Zuni is the name of a people. It is also the name of their small Pueblo ─village─ located on the Indian Reservation in the McKinley county of New Mexico.3 Zuni is situated thirty miles south of Gallup, and about the same distance west of the Continental Divide.
The Zuni Pueblo are noted for their skills in making silver and turquoise jewelry. They are also famous for the ceremonial dance of the Shalako.4
The Pueblo lies in a small valley of the Zuni River which takes its source from the Little Colorado. It is one of the oldest farming communities in the United States. They are the descendants of the people of the Seven Cities of Cibola. They were given that name by a Spanish expedition led by the Franciscan Friar Marcos de Niza in 1539. His embellished accounts of the Seven Cities of Gold lured another expedition led by Francisco Vasquez de Coronado the next year. The first expedition of the Spaniards apparently mistook the golden reflection of the mica, the material that the Pueblo used to cover their windows, for the precious metal.
The Spaniards didn’t find any gold, but nevertheless they tried to impose their rule until 1680. At that time a Pueblo revolt tentatively liberated them from the colonial rule. Since, they have earned a reputation for being a fiercely independent people, deeply religious, loyal to their traditions and proud to speak their language. This is one reason why the Zuni survived through the centuries despite the attempts made by the missionaries to convert them.5 Of the seven cities that the Spaniards discovered in the sixteenth century, only Zuni remains today. The village, as seen today, bears the marks of acculturation and modernization.
Zuni cosmology is closely akin to its environment. Their whole culture reflects the beauty of nature that is all around them. Like many other native people of the continent, the symbolic representations of their fauna and flora are omnipresent in all their art and rituals. What makes Zuni cosmology particularly noteworthy though, is their semantic description of space. The movement of the sun, the moon, and the stars, altogether with changes in the winter and summer solstices, have inspired a dynamic conception of the world.

> [Provided information]:
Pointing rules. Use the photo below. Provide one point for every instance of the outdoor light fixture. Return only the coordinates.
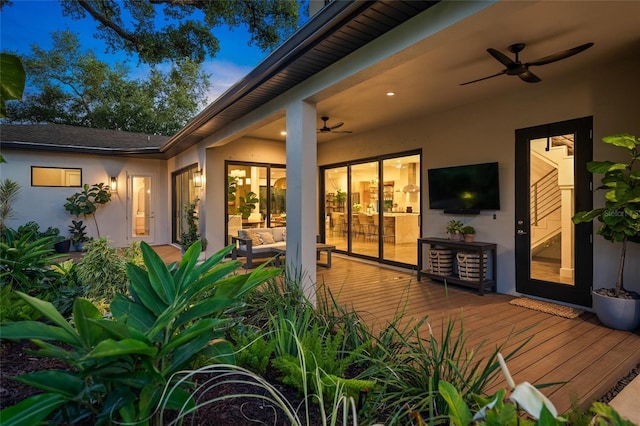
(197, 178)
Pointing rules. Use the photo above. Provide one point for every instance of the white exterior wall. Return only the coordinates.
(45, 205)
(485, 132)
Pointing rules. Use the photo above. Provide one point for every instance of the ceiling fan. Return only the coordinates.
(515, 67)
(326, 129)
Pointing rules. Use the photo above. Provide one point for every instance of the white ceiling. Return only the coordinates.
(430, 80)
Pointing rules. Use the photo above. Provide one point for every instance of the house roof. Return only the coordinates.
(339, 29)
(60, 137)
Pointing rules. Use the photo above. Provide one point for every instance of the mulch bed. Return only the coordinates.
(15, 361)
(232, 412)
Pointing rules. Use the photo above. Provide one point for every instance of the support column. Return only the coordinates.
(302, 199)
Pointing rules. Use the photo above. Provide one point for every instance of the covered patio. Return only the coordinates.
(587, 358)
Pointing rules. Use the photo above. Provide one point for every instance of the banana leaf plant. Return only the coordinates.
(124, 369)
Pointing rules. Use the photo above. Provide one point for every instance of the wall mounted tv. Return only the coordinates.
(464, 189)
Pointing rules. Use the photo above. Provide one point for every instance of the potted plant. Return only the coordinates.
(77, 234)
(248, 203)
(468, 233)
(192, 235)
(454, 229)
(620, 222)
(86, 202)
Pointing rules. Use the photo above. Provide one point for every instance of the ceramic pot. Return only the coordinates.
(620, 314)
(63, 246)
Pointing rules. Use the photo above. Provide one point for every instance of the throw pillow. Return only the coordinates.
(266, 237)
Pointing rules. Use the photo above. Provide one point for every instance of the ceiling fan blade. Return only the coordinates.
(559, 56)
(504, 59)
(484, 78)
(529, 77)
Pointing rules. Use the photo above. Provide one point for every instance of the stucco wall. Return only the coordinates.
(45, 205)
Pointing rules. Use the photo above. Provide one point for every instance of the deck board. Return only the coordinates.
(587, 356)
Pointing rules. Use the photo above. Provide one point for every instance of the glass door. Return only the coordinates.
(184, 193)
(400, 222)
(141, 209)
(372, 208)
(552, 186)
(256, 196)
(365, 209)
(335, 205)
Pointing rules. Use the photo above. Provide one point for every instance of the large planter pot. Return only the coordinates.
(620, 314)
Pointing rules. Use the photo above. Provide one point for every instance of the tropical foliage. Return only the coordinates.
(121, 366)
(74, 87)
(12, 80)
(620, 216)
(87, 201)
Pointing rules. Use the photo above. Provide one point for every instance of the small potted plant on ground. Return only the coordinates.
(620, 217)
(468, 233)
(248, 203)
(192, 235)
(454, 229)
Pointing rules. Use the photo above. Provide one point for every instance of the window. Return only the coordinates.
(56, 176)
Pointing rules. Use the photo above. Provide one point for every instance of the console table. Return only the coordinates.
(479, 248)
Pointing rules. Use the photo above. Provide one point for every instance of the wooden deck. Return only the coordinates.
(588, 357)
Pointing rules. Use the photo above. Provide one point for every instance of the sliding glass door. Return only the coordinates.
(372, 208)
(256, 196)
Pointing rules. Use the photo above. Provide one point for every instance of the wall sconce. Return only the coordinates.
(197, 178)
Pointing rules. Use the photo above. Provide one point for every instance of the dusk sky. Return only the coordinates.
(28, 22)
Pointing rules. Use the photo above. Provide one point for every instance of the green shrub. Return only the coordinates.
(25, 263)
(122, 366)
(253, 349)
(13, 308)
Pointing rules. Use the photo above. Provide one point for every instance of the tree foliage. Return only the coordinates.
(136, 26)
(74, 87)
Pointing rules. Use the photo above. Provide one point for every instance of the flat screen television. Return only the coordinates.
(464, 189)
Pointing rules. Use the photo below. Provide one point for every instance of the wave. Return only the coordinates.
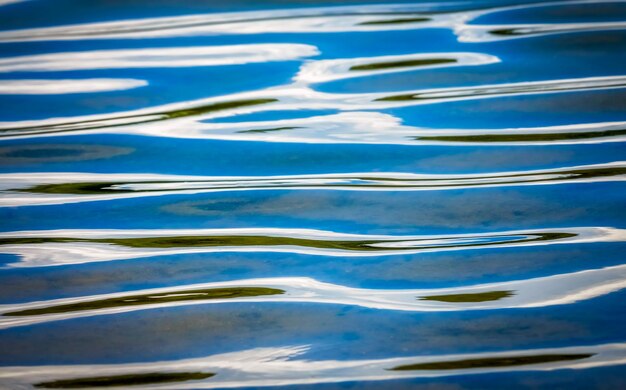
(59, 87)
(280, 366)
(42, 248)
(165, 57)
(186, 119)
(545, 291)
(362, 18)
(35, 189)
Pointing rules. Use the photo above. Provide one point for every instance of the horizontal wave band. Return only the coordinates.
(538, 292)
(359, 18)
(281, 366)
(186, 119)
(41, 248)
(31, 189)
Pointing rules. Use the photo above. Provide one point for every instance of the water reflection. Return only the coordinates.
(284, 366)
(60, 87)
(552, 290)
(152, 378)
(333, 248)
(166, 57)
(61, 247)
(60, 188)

> [Required tasks]:
**A)** Repeat the passage on the Zuni from "Zuni is the" up to and including "the Continental Divide.".
**B)** Go on with the passage on the Zuni, picking up after its final sentence.
The rows are not needed for anything here.

> [Per-task outputs]:
**A)**
Zuni is the name of a people. It is also the name of their small Pueblo ─village─ located on the Indian Reservation in the McKinley county of New Mexico.3 Zuni is situated thirty miles south of Gallup, and about the same distance west of the Continental Divide.

**B)**
The beauty of the surrounding landscape is overwhelmingly present in all of their artistic endeavors. Not surprisingly, Zuni cosmology reveals that the beautiful is dynamic.6 This dynamism is also revealed in their lore and in every other aspect of their collective life. Everything in their social arrangement reflects the aesthetic and kinetic aspect of nature. Zuni cultural life is in effect a metaphor of the dynamic in nature, and everything is symbolically arranged in its image. Their art, their elaborate rituals, their dances and their pantomimes, everything is a mimetic expression of their perception of the cosmos as one and the same thing.
Zuni society is based on a system of symbolic classifications described by Frank Hamilton Cushing as mytho-sociologic.7 Zuni mythology and cosmology are so closely intertwined with their social and religious order that they are in effect the same thing.
Social life was originally divided into regions according to a four-cornered world.8 The number and orientations of these spaces reflect the basic composition of their cosmological perception of the world. All the members of the Zuni Pueblo belong to one or the other of these respective regions. The divisions involved all of the Seven Cities of Cibola. These areas are systematically parted into clans, which are split into totems depicted as animals. These totems are then separated into parts or attributes of the animal. Each member of the Pueblo belongs to a clan, and each member of the clan assumes the name of the part or attribute of the totem. Through this intricate classification, which they believe is made according to the mirror image of nature, each Zuni participates in the cosmological and social life of the Pueblo.
Zuni society is matrilineal and matrilocal. The mother’s household is the basic social unit. The children have to marry outside their parents’ clans and when they marry they live in the household of the bride’s mother. This pattern was the traditional norm in the past.9
What impressed the Spaniards during their first expedition to the Seven Cities was the architecture of the villages: the multi-story dwellings were harmoniously built one on top of the other. The only access was an opening on the roof accessible through a ladder that leaned against the outside wall.
Although invisible to the visitor, these villages were divided into several orientations. These partitions have an important significance to the inhabitants since they position each member in relation to the whole community. Each quarter is placed according to a spatial direction. They reflect the four fundamental orientations of the sunrise and sunset of the summer and winter solstices: namely, the north-east to the north-west, and, the south-east to the south-west. In addition, two other orientations complete the foursome order of the world: the zenith -the above- and the nadir -the below. The whole cosmic reality is finally rounded out by the seventh point described as the Middle. The Center, for the Zuni, acts as a synthetic metaphor for all the orientations.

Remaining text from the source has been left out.